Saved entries
Segment Open
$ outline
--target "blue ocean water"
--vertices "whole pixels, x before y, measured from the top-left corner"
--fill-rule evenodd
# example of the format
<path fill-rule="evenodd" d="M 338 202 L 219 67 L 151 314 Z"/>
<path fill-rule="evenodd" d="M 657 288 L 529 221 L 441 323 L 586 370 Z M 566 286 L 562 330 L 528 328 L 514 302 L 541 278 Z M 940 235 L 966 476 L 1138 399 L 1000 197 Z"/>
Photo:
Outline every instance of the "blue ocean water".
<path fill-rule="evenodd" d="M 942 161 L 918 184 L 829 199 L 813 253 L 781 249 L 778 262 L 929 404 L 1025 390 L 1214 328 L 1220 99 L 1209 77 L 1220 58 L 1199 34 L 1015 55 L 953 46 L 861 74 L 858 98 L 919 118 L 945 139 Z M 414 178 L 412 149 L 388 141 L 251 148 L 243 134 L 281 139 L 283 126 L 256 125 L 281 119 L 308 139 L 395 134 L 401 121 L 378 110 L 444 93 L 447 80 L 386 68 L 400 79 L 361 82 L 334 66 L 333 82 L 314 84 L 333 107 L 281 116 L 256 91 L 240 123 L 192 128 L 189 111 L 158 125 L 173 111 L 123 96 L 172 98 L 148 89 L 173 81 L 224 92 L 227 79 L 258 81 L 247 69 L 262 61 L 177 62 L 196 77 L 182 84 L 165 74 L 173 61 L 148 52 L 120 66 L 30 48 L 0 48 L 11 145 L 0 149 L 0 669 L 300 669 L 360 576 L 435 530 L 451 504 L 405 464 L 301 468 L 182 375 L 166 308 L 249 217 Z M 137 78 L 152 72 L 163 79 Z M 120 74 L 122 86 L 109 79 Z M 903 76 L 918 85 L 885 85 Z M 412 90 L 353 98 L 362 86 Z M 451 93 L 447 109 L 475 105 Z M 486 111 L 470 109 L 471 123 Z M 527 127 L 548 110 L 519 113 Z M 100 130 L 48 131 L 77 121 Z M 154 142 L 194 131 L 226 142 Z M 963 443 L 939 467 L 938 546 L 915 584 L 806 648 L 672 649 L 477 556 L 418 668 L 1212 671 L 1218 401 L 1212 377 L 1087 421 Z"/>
Segment Closed
* Task details:
Could you write out, exactly as they stand, only the lines above that begin at the line with "pixels, x before" and stop after the line with "338 202 L 219"?

* Result for this task:
--vertices "whole pixels, x before y, measured from the top-left corner"
--fill-rule evenodd
# example of the format
<path fill-rule="evenodd" d="M 338 202 L 219 67 L 151 314 Z"/>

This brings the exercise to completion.